WRITTEN REQUEST: Render the stretch of rows below from the line containing "Task: pick out one point for each instance of the helicopter" through the line containing "Target: helicopter rotor blade" as a numbered list. Omit any blank lines.

═════ EXERCISE MATERIALS

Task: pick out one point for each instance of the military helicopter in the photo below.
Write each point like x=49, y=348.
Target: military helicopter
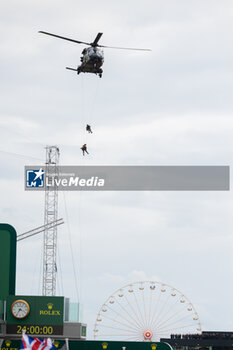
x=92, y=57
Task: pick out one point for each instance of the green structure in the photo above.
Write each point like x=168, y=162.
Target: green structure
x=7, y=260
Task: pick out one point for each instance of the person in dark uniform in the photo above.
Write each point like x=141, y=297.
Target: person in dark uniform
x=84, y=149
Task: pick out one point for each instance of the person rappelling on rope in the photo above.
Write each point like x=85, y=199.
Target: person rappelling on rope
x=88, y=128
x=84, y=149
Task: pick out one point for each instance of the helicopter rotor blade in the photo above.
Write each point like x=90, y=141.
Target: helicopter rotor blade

══════════
═════ EXERCISE MATERIALS

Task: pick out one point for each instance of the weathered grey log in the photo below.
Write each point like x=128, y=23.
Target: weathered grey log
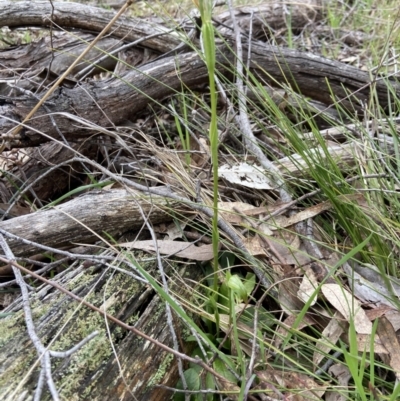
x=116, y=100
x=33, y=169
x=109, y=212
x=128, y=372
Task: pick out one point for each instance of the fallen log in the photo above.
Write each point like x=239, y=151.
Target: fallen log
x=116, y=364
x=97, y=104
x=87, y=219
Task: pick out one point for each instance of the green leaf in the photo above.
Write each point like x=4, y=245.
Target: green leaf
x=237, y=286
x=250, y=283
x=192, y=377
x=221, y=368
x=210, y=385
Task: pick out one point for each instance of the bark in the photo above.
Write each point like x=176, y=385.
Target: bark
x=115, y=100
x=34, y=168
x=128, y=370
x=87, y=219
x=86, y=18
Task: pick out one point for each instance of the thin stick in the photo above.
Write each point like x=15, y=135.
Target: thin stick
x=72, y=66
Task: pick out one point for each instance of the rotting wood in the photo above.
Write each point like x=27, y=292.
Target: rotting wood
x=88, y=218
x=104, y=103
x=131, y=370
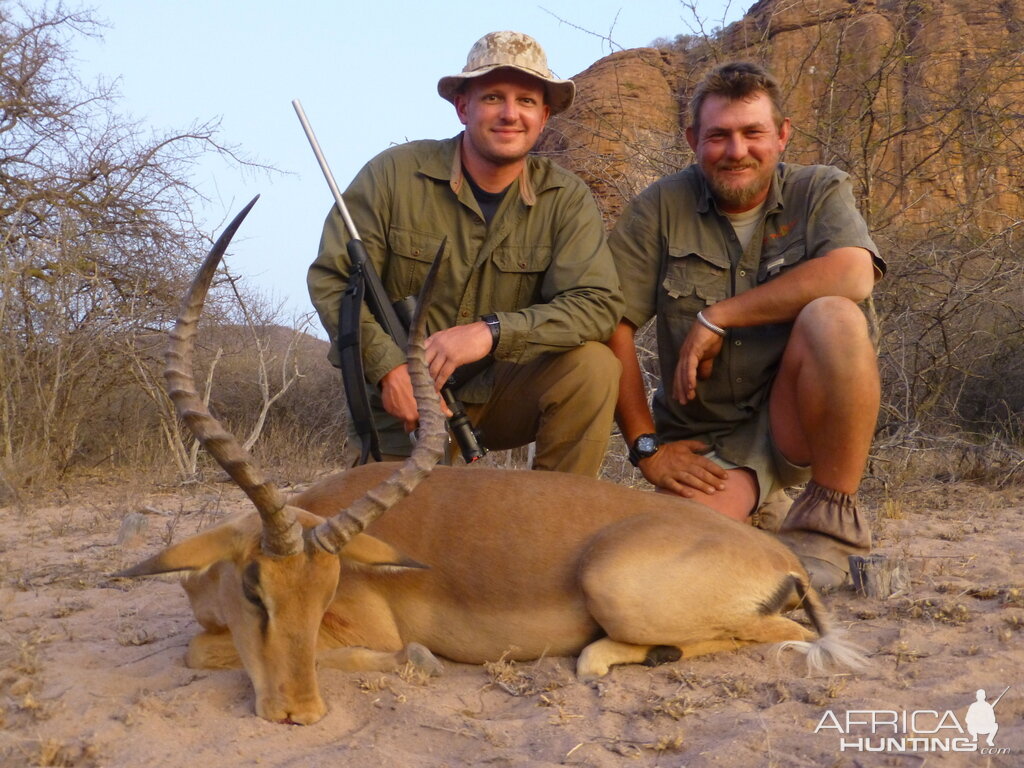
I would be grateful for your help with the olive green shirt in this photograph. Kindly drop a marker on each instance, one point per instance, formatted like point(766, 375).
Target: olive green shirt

══════════
═════ EXERCISE MATERIALS

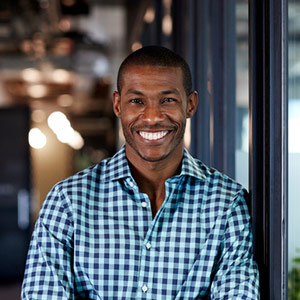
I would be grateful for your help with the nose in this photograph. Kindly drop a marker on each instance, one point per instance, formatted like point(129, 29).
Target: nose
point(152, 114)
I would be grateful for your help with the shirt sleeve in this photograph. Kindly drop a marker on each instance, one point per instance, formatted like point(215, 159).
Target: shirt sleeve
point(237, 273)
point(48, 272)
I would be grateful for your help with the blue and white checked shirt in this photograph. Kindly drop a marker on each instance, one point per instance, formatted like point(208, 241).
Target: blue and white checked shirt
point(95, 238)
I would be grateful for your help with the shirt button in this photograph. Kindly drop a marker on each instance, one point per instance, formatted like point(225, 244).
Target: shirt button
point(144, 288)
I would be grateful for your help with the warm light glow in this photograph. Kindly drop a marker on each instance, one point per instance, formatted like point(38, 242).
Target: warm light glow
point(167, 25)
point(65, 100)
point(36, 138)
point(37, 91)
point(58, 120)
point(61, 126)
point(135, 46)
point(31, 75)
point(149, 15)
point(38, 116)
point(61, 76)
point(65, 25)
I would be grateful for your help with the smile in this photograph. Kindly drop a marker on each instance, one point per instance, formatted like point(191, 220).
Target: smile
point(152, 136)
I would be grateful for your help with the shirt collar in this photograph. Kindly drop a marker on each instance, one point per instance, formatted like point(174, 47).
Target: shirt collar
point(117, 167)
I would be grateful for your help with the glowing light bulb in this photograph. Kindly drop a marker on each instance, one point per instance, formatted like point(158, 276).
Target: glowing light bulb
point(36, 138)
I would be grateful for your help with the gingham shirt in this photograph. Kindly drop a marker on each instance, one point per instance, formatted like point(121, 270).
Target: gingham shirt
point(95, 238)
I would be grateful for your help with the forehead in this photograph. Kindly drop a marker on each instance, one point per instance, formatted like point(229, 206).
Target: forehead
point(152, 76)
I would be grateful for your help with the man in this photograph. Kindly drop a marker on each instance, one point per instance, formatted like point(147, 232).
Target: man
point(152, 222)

══════════

EXERCISE ANSWER:
1. Task: pick out one point for each instance of the helicopter rotor blade in the photo above.
2. Write each point like x=90, y=141.
3. Target: helicopter rotor blade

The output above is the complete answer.